» WHAT IS EXPECTED
Can you give every line of the entries below as a numbered list, skipping blank lines and leaving out the pictures?

——

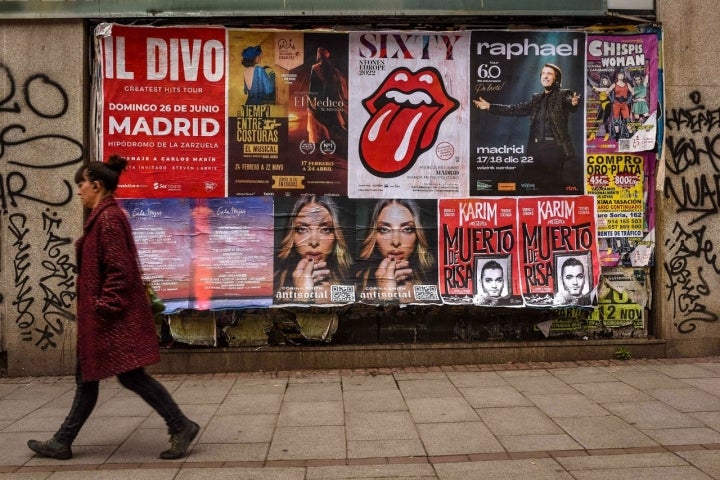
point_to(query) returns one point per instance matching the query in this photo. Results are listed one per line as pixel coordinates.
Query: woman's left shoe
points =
(51, 448)
(179, 442)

——

» ANSWER TO THIS PROBLEM
1. point_to(query) returns one point per instance matching the query in this photo. Results are listed one per line as pixel coordinates.
2. Query: woman's left shoe
3. points =
4. (51, 448)
5. (179, 442)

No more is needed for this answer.